→ Task objective
Repeat every record below exactly as it appears.

[Referring expression pointing data]
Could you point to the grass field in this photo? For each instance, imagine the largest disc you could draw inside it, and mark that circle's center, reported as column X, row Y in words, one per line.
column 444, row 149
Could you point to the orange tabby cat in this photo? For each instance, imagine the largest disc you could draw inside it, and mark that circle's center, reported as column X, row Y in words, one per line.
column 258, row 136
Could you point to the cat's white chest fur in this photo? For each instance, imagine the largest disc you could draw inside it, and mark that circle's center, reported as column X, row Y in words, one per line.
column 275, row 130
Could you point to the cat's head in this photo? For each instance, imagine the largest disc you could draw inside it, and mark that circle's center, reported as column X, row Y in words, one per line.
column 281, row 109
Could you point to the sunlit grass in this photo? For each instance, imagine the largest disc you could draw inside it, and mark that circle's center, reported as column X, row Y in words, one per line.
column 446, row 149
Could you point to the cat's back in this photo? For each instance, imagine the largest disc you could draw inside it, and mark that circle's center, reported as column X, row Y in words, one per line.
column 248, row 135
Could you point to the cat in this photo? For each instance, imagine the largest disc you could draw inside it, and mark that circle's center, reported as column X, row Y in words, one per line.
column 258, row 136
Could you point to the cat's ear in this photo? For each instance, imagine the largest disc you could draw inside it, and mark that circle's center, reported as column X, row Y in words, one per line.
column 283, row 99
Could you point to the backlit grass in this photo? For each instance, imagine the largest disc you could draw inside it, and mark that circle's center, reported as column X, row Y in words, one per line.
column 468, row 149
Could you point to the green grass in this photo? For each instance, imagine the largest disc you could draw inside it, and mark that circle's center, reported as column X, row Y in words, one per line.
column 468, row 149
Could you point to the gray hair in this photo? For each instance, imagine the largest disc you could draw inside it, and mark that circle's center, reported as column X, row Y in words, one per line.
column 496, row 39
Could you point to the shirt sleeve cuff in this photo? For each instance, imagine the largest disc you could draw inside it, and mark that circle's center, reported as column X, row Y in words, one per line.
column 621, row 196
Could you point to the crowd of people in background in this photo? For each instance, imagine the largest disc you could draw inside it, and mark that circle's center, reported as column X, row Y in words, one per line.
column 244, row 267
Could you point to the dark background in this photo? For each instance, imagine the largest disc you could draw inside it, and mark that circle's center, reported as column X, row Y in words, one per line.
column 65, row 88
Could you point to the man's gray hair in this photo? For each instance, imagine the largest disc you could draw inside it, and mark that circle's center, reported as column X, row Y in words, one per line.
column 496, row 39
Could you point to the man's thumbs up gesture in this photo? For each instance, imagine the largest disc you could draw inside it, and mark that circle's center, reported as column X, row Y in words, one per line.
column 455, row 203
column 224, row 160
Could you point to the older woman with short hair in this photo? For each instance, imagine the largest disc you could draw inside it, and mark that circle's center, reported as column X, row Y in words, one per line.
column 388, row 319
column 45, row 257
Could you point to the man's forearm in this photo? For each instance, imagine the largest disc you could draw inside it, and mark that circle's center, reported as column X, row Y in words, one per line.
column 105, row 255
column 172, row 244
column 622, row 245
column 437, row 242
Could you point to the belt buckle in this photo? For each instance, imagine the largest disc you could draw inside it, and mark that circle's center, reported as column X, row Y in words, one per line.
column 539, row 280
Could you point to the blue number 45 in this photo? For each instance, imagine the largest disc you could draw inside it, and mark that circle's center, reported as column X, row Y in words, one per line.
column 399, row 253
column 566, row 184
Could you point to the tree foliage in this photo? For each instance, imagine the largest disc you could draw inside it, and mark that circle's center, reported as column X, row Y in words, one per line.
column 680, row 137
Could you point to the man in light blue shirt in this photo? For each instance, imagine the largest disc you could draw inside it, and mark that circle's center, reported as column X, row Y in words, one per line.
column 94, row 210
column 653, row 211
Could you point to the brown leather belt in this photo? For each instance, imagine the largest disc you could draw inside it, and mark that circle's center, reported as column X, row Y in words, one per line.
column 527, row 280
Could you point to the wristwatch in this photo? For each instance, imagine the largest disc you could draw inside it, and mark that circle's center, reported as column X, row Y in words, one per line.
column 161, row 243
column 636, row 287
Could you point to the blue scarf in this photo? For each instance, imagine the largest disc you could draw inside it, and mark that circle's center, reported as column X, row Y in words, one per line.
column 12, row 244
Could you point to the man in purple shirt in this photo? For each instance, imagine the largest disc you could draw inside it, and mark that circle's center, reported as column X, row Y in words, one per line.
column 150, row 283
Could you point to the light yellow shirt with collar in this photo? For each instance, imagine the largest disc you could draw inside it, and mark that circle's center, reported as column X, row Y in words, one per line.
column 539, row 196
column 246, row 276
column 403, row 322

→ Answer space
Could you point to the grass field in this photo? For each instance, imagine the largest disc you could draw inside it, and mark that circle's center, reported as column X, row Y in words, one per line.
column 444, row 149
Could you point to the orange tabby cat in this photo? For each instance, imagine the largest disc you could draw inside it, and mark that circle's center, reported as column X, row Y in words, one per line.
column 258, row 136
Could you point to the cat's white chest fur in this photo? For each instance, imagine the largest disc you could draw inside it, and mark that circle's center, reported as column X, row Y in words, one per line.
column 275, row 130
Could you point to the cat's head in this photo? For each instance, imagine the largest disc you could draw inside it, and mark that circle's center, reported as column X, row Y in words, one per line.
column 281, row 109
Could you point to the sunlit grass in this photo? For each instance, imagine the largest disc you could draw inside it, and mark that circle's center, reported as column X, row Y in words, one per line.
column 446, row 149
Could you point to the cat's back in this photo? For each instance, imagine the largest disc you could draw inside it, and mark that circle's center, reported as column X, row Y in words, one per line.
column 248, row 135
Could you point to the cat in this photo? For each instance, imagine the largest disc you could draw inside it, and mark that circle's center, reported as column X, row Y in words, one per line.
column 258, row 136
Could you point to the cat's ear in this photo? For each instance, imagine the largest disc you could draw inside it, and mark that circle's center, reported as column X, row Y in words, one per line.
column 283, row 99
Could you point to the backlit grass in this photo? For each instance, imagine the largest disc you could draw inside it, and mark that circle's center, reported as column X, row Y in words, one per line.
column 468, row 149
Could you point to the green grass in this photo? For each instance, imagine the largest disc you could draw inside it, and mark that circle's center, reported as column X, row Y in words, one per line.
column 468, row 149
Could you point to the gray hair in this photo? For each instance, imagine the largest disc you could draw inside it, and mark that circle's center, reported as column X, row Y in words, one per line.
column 496, row 39
Could you point to the shirt sleeve cuff in this photo? For each instance, imagine the largest disc you could draw inside it, and mark that circle's center, reported as column X, row Y in words, one per line.
column 621, row 196
Could you point to the crowd of people in background in this photo? For each instance, imagine the largest disc you could draw inside it, and mark that circle's center, reported as column X, row Y in words, one per line.
column 244, row 267
Could you point to the dark background in this photo? For each instance, imagine the largest disc you could draw inside it, and mark that circle's center, reported as column X, row Y in words, one per line.
column 65, row 88
Could you point to the man's gray hair in this photo? For each instance, imagine the largest disc you could draw inside it, and mark that circle's center, reported as column X, row Y in words, one per line.
column 496, row 39
Could you point to the man's thumbs up gesture in this photo? For each instance, imagine the largest disc you could draw inside it, and mark that circle's center, reported as column X, row Y in words, one per line.
column 455, row 203
column 224, row 160
Could you point to the older woman with short hair in this photo? For each instance, imagine the largest disc you could draw inside it, and mark that circle's center, reported as column X, row Y in words, one per line.
column 388, row 319
column 45, row 257
Could you point to the man's forearm in this photo? For each instance, imagine the largest disc you could draw inside it, and mark that circle's center, reported as column X, row Y in words, one per line.
column 105, row 255
column 172, row 244
column 622, row 245
column 437, row 242
Could you point to the belt buckle in this photo? For each instance, imagine the largest disc you could draw inside it, and mark that circle's center, reported as column X, row Y in words, one per line.
column 539, row 280
Could you point to the blue number 45 in this photo? For each instance, imagine the largest disc you could draw inside it, and mark that circle's center, reported as column X, row Y in words, one per line.
column 399, row 253
column 566, row 184
Could you point to the tree foliage in this photo? For each instance, imagine the largest disc you could draw inside it, and mark that circle's center, reported as column X, row Y in words, one per line.
column 680, row 137
Could you point to the man in light blue shirt in this photo? For each instance, imagine the largest disc you could draw inside it, and mark that circle's center, reported as column X, row Y in words, one per line.
column 94, row 210
column 653, row 211
Could you point to the brown leather belt in this photo? For each instance, imagine the largest disc you could draw inside it, and mark that circle's center, reported as column X, row Y in words, one per line.
column 527, row 280
Could you point to the wristwatch in this photo? For each instance, imagine the largest disc you could draw inside it, and mark that circle's center, reported as column X, row Y in words, one per line.
column 161, row 243
column 636, row 287
Could you point to the blue scarf in this photo? For each instance, imagine the largest disc you could draw inside it, and mark that circle's center, reported as column X, row Y in words, one per line.
column 12, row 244
Could you point to the man in purple shirt in this photo? For each instance, imagine the largest disc you could draw inside it, and mark that circle's center, reported as column X, row Y in words, one per line.
column 150, row 283
Could you point to the light yellow shirt with collar in this photo? For each instance, imagine the largest disc you could draw inside it, and mark that circle's center, reported as column X, row Y in words, one per line.
column 539, row 196
column 246, row 276
column 403, row 322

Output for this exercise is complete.